→ Task list:
(a) From the forum thread about knives, extract verbatim the passage starting with "## IHA (Nov" and going on through "the best option.".
(b) Write the next part of the forum discussion on serrated and plain-edge knives, continuing after its final post.

→ Document passage:

· · · ·

Under blade coatings: http://www.benchmade.com/about_knives/our_blades.asp

Of course I could be wrong as I am not much a fan of Benchmade but it seems to make sense to me.


----------



## guyg (Nov 30, 2008)

I'm not a big fan of serrations. I like BM and that is a Real good looking knife!! Good luck finding one.


----------



## IHA (Nov 30, 2008)

I agree with carrot. I had a Minigrip (plan edge, non-coated blade), and is a great knife for EDC, small enough. Unless you are a fan of serrations or combo-blade, IMO a plain edge is the best option.


----------



## mr.squatch (Nov 30, 2008)

I've never had a DD knife that wasn't partially serrated until this new 550 benchmade. I'm truly amazed at what this thing will cut. It's so beautiful I hate to use it so hard but it's not skipped a beat yet. It cuts just as well if not better than any serrated knife I've had. The mini grip I got my gf isn't nearly as stout, so I don't think I'd try to work it so hard without the serrations it has. I dunno, I see a few more grips and minis in my future haha

g


----------



## jayhackett03 (Nov 30, 2008)

Well I'm not even sure why I want a serrated knife. I think I just like it cause it looks cool. I'll be ordering one for me and one for my brother for xmas...he'll probably think it looks cool too. I would just be buying it for the hobbyist aspect, but my brother will be using his mini-grip for hardcore backpacking, once I give it to him.

· · · ·

Region annotation entries:
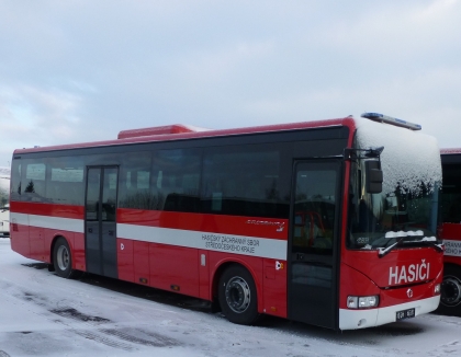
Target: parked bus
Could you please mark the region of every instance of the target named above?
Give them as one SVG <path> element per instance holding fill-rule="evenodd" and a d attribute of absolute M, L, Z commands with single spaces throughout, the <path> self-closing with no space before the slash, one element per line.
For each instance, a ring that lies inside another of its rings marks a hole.
<path fill-rule="evenodd" d="M 440 152 L 443 189 L 439 238 L 446 251 L 439 311 L 461 314 L 461 149 L 441 149 Z"/>
<path fill-rule="evenodd" d="M 10 237 L 10 205 L 0 207 L 0 237 Z"/>
<path fill-rule="evenodd" d="M 252 128 L 173 125 L 18 149 L 11 246 L 88 272 L 335 330 L 434 311 L 437 141 L 375 113 Z"/>

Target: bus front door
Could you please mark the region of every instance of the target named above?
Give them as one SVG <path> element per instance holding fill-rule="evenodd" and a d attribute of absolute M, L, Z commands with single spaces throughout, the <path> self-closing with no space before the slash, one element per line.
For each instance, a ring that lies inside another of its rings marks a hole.
<path fill-rule="evenodd" d="M 341 162 L 296 161 L 289 242 L 289 319 L 336 329 Z"/>
<path fill-rule="evenodd" d="M 116 166 L 88 168 L 85 250 L 87 272 L 117 278 Z"/>

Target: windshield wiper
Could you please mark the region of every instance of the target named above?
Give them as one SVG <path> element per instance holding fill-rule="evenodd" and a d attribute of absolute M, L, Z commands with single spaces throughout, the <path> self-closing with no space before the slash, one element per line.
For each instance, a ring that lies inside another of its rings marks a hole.
<path fill-rule="evenodd" d="M 401 242 L 404 240 L 404 238 L 406 238 L 406 235 L 402 235 L 401 238 L 397 239 L 397 241 L 394 244 L 392 244 L 387 247 L 380 247 L 379 251 L 378 251 L 378 256 L 383 257 L 384 255 L 387 255 L 395 246 L 401 244 Z"/>
<path fill-rule="evenodd" d="M 387 232 L 386 238 L 397 238 L 396 242 L 390 246 L 386 247 L 379 247 L 378 255 L 379 257 L 383 257 L 384 255 L 389 254 L 393 249 L 395 249 L 397 245 L 400 245 L 403 240 L 407 237 L 417 237 L 417 235 L 424 235 L 423 231 L 408 231 L 408 232 Z M 437 239 L 435 237 L 423 237 L 420 240 L 416 241 L 408 241 L 406 243 L 419 243 L 425 242 L 428 245 L 432 246 L 437 252 L 443 252 L 443 244 L 437 244 Z"/>

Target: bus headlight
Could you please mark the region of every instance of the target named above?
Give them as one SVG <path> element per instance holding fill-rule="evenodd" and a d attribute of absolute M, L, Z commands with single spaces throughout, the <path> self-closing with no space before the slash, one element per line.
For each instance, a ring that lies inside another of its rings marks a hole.
<path fill-rule="evenodd" d="M 380 297 L 347 297 L 347 307 L 349 309 L 369 309 L 375 308 L 380 303 Z"/>

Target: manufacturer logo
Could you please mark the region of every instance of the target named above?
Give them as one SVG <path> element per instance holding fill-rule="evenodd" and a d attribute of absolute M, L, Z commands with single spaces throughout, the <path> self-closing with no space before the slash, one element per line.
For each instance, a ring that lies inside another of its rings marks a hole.
<path fill-rule="evenodd" d="M 421 260 L 420 264 L 391 266 L 389 269 L 389 285 L 408 284 L 429 278 L 430 263 Z"/>
<path fill-rule="evenodd" d="M 268 220 L 257 220 L 257 219 L 248 219 L 247 224 L 274 226 L 277 227 L 278 232 L 283 232 L 283 229 L 285 228 L 285 222 L 271 222 Z"/>
<path fill-rule="evenodd" d="M 411 299 L 411 298 L 413 298 L 413 290 L 412 289 L 408 289 L 408 290 L 406 290 L 406 296 Z"/>

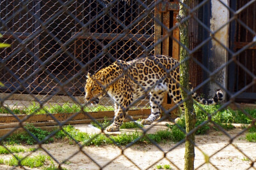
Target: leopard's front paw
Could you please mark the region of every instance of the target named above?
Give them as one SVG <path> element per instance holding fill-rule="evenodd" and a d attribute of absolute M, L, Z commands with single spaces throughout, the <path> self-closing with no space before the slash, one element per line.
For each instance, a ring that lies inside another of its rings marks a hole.
<path fill-rule="evenodd" d="M 141 121 L 140 122 L 140 124 L 141 125 L 151 125 L 152 122 L 147 120 L 147 119 L 143 119 L 141 120 Z"/>
<path fill-rule="evenodd" d="M 106 131 L 107 131 L 107 132 L 116 132 L 116 131 L 119 131 L 119 127 L 111 124 L 110 125 L 109 127 L 108 127 L 106 129 Z"/>

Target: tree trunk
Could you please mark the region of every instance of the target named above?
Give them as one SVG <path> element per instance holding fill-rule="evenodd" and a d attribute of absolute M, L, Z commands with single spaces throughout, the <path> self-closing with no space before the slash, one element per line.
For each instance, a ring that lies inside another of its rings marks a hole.
<path fill-rule="evenodd" d="M 189 6 L 190 0 L 181 1 L 187 6 Z M 180 3 L 179 16 L 180 21 L 186 17 L 188 16 L 188 10 L 183 5 Z M 180 41 L 189 49 L 189 37 L 188 34 L 188 20 L 183 22 L 179 26 L 180 29 Z M 188 52 L 184 48 L 180 46 L 180 83 L 181 88 L 181 95 L 182 99 L 187 98 L 188 94 L 186 90 L 189 91 L 189 60 L 186 62 L 182 61 L 188 57 Z M 184 102 L 185 107 L 185 119 L 186 119 L 186 131 L 189 133 L 195 128 L 195 115 L 193 113 L 193 99 L 189 97 L 188 100 Z M 185 162 L 184 169 L 194 169 L 194 160 L 195 160 L 195 133 L 186 137 L 185 144 Z"/>

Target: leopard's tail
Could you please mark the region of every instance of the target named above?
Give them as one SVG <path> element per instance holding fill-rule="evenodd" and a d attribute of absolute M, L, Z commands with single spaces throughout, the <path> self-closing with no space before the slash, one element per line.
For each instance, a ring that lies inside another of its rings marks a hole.
<path fill-rule="evenodd" d="M 193 89 L 191 89 L 191 90 L 192 91 L 192 90 Z M 216 104 L 219 101 L 222 101 L 223 99 L 223 94 L 221 90 L 218 89 L 217 90 L 214 97 L 211 99 L 207 99 L 201 97 L 196 92 L 193 92 L 192 94 L 192 97 L 195 101 L 196 101 L 199 103 L 203 104 L 204 105 L 212 105 Z"/>

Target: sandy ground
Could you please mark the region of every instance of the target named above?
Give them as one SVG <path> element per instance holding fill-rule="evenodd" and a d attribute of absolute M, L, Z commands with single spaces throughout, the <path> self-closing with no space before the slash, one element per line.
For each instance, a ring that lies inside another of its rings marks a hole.
<path fill-rule="evenodd" d="M 237 128 L 227 133 L 232 137 L 241 131 Z M 228 145 L 230 138 L 220 131 L 212 131 L 206 135 L 196 136 L 195 169 L 256 169 L 256 163 L 250 168 L 252 161 L 256 161 L 256 143 L 246 141 L 244 137 L 243 134 L 233 141 L 232 145 Z M 114 145 L 85 146 L 83 152 L 79 151 L 77 145 L 67 143 L 44 145 L 42 147 L 59 162 L 68 159 L 63 167 L 72 170 L 99 169 L 100 167 L 103 169 L 156 169 L 156 165 L 159 164 L 170 164 L 173 169 L 183 169 L 184 144 L 175 147 L 177 145 L 168 142 L 157 147 L 140 144 L 127 148 Z M 45 154 L 42 150 L 38 152 Z M 210 163 L 204 164 L 202 152 L 210 156 Z M 165 157 L 164 152 L 166 153 Z M 0 169 L 10 169 L 0 166 Z"/>

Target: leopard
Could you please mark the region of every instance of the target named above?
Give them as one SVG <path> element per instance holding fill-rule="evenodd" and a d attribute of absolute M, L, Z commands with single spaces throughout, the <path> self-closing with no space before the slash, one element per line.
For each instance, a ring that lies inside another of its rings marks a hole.
<path fill-rule="evenodd" d="M 118 131 L 131 105 L 147 95 L 151 114 L 141 120 L 142 125 L 150 125 L 159 118 L 166 93 L 184 113 L 179 64 L 178 60 L 166 55 L 147 56 L 131 61 L 116 60 L 93 75 L 87 74 L 85 102 L 99 104 L 99 99 L 107 94 L 113 100 L 115 117 L 113 122 L 106 129 L 107 132 Z M 223 99 L 220 89 L 213 98 L 207 99 L 194 92 L 190 83 L 189 86 L 193 99 L 200 104 L 216 104 Z"/>

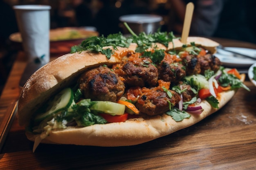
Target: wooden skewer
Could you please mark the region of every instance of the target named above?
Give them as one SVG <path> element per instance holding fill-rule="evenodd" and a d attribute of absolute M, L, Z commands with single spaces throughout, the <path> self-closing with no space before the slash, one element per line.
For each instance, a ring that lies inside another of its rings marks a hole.
<path fill-rule="evenodd" d="M 185 19 L 183 24 L 183 28 L 181 35 L 181 42 L 183 44 L 186 44 L 186 39 L 189 36 L 191 21 L 193 12 L 194 11 L 194 4 L 193 2 L 189 2 L 186 7 L 186 13 L 185 14 Z"/>

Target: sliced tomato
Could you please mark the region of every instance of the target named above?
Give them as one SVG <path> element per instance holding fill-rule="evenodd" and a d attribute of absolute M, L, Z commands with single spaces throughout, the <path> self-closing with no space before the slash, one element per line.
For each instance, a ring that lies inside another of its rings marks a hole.
<path fill-rule="evenodd" d="M 208 88 L 202 88 L 198 91 L 198 96 L 202 99 L 204 99 L 211 95 Z"/>
<path fill-rule="evenodd" d="M 105 113 L 99 113 L 99 115 L 101 116 L 105 119 L 108 122 L 110 123 L 122 122 L 127 120 L 128 118 L 128 113 L 125 113 L 122 115 L 115 115 L 112 116 L 110 115 Z"/>
<path fill-rule="evenodd" d="M 167 89 L 170 88 L 170 85 L 171 85 L 171 82 L 164 82 L 164 80 L 160 79 L 158 80 L 159 86 L 161 88 L 164 86 Z"/>
<path fill-rule="evenodd" d="M 201 51 L 199 52 L 199 55 L 201 56 L 204 56 L 206 54 L 206 51 L 205 49 L 201 49 Z"/>
<path fill-rule="evenodd" d="M 232 68 L 231 70 L 229 70 L 227 72 L 228 74 L 234 74 L 238 79 L 241 79 L 241 76 L 240 73 L 238 72 L 238 71 L 236 68 Z"/>

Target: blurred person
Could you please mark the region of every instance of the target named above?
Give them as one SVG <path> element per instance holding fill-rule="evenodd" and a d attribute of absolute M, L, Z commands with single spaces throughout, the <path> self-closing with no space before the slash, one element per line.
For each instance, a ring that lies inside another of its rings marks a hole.
<path fill-rule="evenodd" d="M 124 15 L 124 11 L 115 6 L 115 1 L 112 0 L 98 0 L 100 8 L 95 15 L 94 26 L 100 35 L 106 36 L 110 34 L 121 31 L 119 26 L 119 17 Z"/>
<path fill-rule="evenodd" d="M 74 26 L 75 23 L 75 13 L 66 0 L 58 0 L 56 7 L 53 9 L 53 16 L 51 22 L 54 23 L 54 27 L 64 27 Z"/>
<path fill-rule="evenodd" d="M 182 32 L 186 5 L 189 2 L 195 4 L 190 35 L 256 43 L 256 35 L 247 22 L 246 1 L 240 0 L 170 0 L 170 29 L 175 33 Z"/>
<path fill-rule="evenodd" d="M 9 36 L 18 32 L 14 11 L 4 0 L 0 0 L 0 94 L 12 66 L 16 51 L 10 44 Z"/>
<path fill-rule="evenodd" d="M 96 14 L 95 26 L 100 33 L 107 35 L 122 32 L 119 18 L 124 15 L 148 14 L 148 0 L 124 0 L 116 7 L 115 0 L 98 0 L 100 8 Z"/>
<path fill-rule="evenodd" d="M 90 8 L 91 0 L 72 0 L 71 2 L 75 12 L 76 26 L 92 26 L 93 24 L 92 12 Z"/>

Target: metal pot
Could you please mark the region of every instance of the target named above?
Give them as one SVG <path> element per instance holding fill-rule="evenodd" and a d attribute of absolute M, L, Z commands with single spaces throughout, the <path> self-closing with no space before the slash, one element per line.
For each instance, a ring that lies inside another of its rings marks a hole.
<path fill-rule="evenodd" d="M 119 20 L 122 22 L 127 23 L 136 34 L 143 31 L 148 34 L 154 33 L 161 27 L 163 18 L 156 15 L 134 14 L 121 16 Z M 124 34 L 130 33 L 123 24 L 121 24 L 120 26 L 122 28 Z"/>

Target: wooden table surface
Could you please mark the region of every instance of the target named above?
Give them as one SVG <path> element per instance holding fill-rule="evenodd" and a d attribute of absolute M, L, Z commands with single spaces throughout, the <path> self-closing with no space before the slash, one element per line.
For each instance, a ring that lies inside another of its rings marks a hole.
<path fill-rule="evenodd" d="M 224 46 L 256 49 L 256 45 L 220 39 Z M 21 52 L 0 98 L 0 128 L 18 98 L 26 62 Z M 0 169 L 249 169 L 256 168 L 256 87 L 239 89 L 220 110 L 190 127 L 137 146 L 101 147 L 40 144 L 25 135 L 16 115 L 7 129 Z"/>

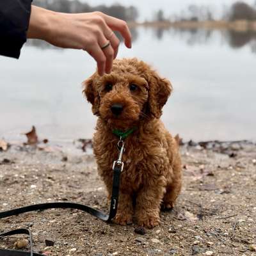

· · · ·

→ Expected outputs:
(a)
## IHA (Nov 30, 2008)

I agree with carrot. I had a Minigrip (plan edge, non-coated blade), and is a great knife for EDC, small enough. Unless you are a fan of serrations or combo-blade, IMO a plain edge is the best option.

(b)
----------



## jayhackett03 (Dec 1, 2008)

I don't know what style I want now...


----------



## jayhackett03 (Dec 1, 2008)

(double post)


----------



## carrot (Dec 2, 2008)

It comes down to preference. I prefer the pointier blade myself.


----------



## FredM (Dec 2, 2008)

Wow, I really prefer the profile of the blade with the hole but the thumbstud is far superior for me in opening the blade. That kinda sucks


----------



## carrot (Dec 2, 2008)

I've always felt Benchmade's thumbholes were poorly done in comparison to Spyderco's. My recent evaluation of the BM Skirmish confirms this.


----------



## VillageIdiot (Dec 2, 2008)

Serrated edges are really good for cord, rope etc. When I was out on school camp I used my big smooth-edge linerlock to open tin cans and the like, and the serrated mini one to cut washing lines and tape. Nobody brought scissors or a can opener.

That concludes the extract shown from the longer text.